* **What is asked**:
Could you repeat each of the entries below word for word, without changing anything?

* **Rows from a dataset**:
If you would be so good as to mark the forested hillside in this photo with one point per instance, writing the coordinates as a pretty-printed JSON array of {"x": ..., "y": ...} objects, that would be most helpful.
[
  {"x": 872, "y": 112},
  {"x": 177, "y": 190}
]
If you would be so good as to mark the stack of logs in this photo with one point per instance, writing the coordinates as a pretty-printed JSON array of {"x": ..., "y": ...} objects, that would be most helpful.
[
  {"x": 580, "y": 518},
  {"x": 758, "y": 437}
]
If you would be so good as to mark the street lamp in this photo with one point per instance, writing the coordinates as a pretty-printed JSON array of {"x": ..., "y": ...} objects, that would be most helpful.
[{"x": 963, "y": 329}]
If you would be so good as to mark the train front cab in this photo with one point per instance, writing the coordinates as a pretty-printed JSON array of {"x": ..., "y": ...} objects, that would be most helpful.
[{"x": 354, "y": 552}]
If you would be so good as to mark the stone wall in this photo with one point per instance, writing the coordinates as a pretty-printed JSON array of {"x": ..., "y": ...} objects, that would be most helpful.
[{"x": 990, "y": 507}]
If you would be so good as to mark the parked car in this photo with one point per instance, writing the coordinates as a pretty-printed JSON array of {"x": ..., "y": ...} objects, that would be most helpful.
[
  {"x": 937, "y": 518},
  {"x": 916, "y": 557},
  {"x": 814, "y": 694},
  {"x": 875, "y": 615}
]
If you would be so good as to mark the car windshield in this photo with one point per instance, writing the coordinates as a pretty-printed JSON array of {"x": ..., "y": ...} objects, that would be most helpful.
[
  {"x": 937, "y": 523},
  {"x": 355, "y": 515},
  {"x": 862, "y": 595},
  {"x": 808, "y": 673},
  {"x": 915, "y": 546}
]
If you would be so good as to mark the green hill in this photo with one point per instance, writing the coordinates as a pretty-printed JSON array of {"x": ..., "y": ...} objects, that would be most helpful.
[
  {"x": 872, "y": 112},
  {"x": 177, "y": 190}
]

* **Task response**:
If you would be so good as to mark the forested hillside in this photo with one point per instance, writing the coordinates as a pretty-printed JSON array of {"x": ..., "y": ...} objects, that would be most helpful.
[
  {"x": 872, "y": 112},
  {"x": 177, "y": 190}
]
If you would be so good as to mark the stack of logs in this photo with one point per instance, writing the coordinates as a pretty-printed JSON array of {"x": ..., "y": ...} objects, that would be most helpful.
[
  {"x": 580, "y": 518},
  {"x": 758, "y": 437}
]
If you would be so good as to mark the street lamp in this photo with one point per instance, writing the coordinates as a pretty-printed JSON array of {"x": ..., "y": ...} objects, that would be most helpful.
[{"x": 963, "y": 329}]
If you would be so good as to mark the train front cab in this photo with one point per instance, writing the coordinates as a pretty-printed JSON array of {"x": ..., "y": ...} objects, that would be most helpful.
[{"x": 354, "y": 552}]
If you would be so good as to mark the stone wall in this photo with one point per instance, writing the coordinates as a pretty-printed JSON array of {"x": ..., "y": ...} objects, that would be most helpful.
[{"x": 990, "y": 507}]
If you would be so good as to mark the parked car in this photo with one point per instance, writing the coordinates as a pretty-printed JSON array of {"x": ..., "y": ...} objects, that would be most helpful.
[
  {"x": 937, "y": 518},
  {"x": 916, "y": 557},
  {"x": 814, "y": 694},
  {"x": 875, "y": 615}
]
If you would be so good as to mark the car windshield in this photo with one point per instance, writing the coordinates as a pretty-printed JSON array of {"x": ..., "y": ...} objects, that would be most helpful.
[
  {"x": 937, "y": 523},
  {"x": 355, "y": 515},
  {"x": 862, "y": 595},
  {"x": 808, "y": 673},
  {"x": 915, "y": 546}
]
If you would be so good as to mark the green hill in this photo with one point per instance, writing the coordinates as a pretty-printed JSON array of {"x": ..., "y": ...} objects, that would be most helpful.
[
  {"x": 872, "y": 112},
  {"x": 177, "y": 190}
]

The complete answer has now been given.